▸ **ACTIONS TO TAKE**:
a) List every ECF number cited in the court opinion below.
b) Gather each line of the entries that contains the word "above" and reproduce those lines unchanged.

▸ **TEXT PROVIDED**:
#####

United States District Court, D. New Jersey

January 4, 2019

UNITED STATES OF AMERICA, Plaintiff,
v.
MICHAEL CHAZEN, Defendants.

          MEMORANDUM OPINION AND ORDER

          DOUGLAS E. ARPERT, UNITED STATES MAGISTRATE JUDGE

         These matters come before the Court on Motions by Caryn Chazen, wife of Defendant Michael Chazen, to Quash a Subpoena served upon her, ECF No. 24, and by Plaintiff United States of America to Compel Deposition and Responses to Discovery from Defendant. ECF No. 28. Both motions are opposed. ECF Nos. 25, 31. The Court has fully reviewed the submissions of the parties and movants, and considers same without oral argument pursuant to Fed.R.Civ.P. 78(b). For the reasons set forth below, Plaintiff's Motion to Compel Deposition and Responses to Discovery is GRANTED, and the Motion of Ms. Chazen to Quash the Subpoena is DENIED.

         I. BACKGROUND

         The facts and procedural history of this 10-year-old case are well known to the parties and need not be recited at length. Briefly, the underlying action concerns unpaid income taxes, penalties, and interest for the tax years 1995 through 2003. On September 23, 2009, U.S. District Judge Mary L. Cooper entered a Consent Judgment in favor of Plaintiff USA and against Defendant “in the amount of $406, 084.05 as of May 5, 2008, together with all interest and penalties that have accrued and will continue accruing according to law” for those tax years. ECF No. 81. Concomitant with the entry of that Order, a notice was entered on the docket stating, “Civil case terminated.” See October 9, 2009 Docket entry. There was no further activity on the docket until July 7, 2018, when Plaintiff moved for an Installment Payment Order. ECF No. 14. There Plaintiff stated Defendant had defaulted on two payment plans entered into pursuant to the Federal Debt Collection Procedures Act, 28 U.S.C. §§ 3001 through 3008. Id. Under the first agreement, Mr. Chazen was to pay $25, 000 by December 23, 2009, and then pay $75, 000 more by December 31, 2009, and $75, 000 each year thereafter, until the balance of the judgment was paid in full. Id. at p.3. Plaintiff contends Defendant made none of these payments. Id. Under the second agreement, Defendant was to pay $1, 000 a month. Id. Plaintiff says Defendant made $16, 000 in payments before defaulting on this plan. Id. Defendant contends he has paid close to $75, 000 under the plan. Plaintiff states that since the entry of the Consent Judgment the amount at issue has risen to in excess of $572, 000.

#####

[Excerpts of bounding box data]

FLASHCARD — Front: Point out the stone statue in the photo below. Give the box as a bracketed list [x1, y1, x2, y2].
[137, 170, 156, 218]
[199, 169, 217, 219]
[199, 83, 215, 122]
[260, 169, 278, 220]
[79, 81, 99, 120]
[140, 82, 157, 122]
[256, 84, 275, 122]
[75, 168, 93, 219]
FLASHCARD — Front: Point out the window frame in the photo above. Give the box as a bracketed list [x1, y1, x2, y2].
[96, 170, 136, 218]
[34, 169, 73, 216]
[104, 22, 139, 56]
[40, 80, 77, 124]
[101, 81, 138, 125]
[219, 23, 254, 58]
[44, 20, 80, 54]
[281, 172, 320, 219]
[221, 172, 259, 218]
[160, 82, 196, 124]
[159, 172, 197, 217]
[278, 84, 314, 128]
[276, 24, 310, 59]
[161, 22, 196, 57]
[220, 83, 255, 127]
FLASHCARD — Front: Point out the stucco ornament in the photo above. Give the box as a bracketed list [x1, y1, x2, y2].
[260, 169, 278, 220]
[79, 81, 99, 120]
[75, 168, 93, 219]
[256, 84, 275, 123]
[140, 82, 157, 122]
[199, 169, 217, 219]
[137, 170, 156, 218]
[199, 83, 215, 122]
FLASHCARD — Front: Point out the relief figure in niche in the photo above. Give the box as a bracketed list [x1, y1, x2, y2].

#####

▸ **RESULTS IN ORDER**:
a) 24, 28, 25, 31, 81, 14

b)
FLASHCARD — Front: Point out the window frame in the photo above. Give the box as a bracketed list [x1, y1, x2, y2].
FLASHCARD — Front: Point out the stucco ornament in the photo above. Give the box as a bracketed list [x1, y1, x2, y2].
FLASHCARD — Front: Point out the relief figure in niche in the photo above. Give the box as a bracketed list [x1, y1, x2, y2].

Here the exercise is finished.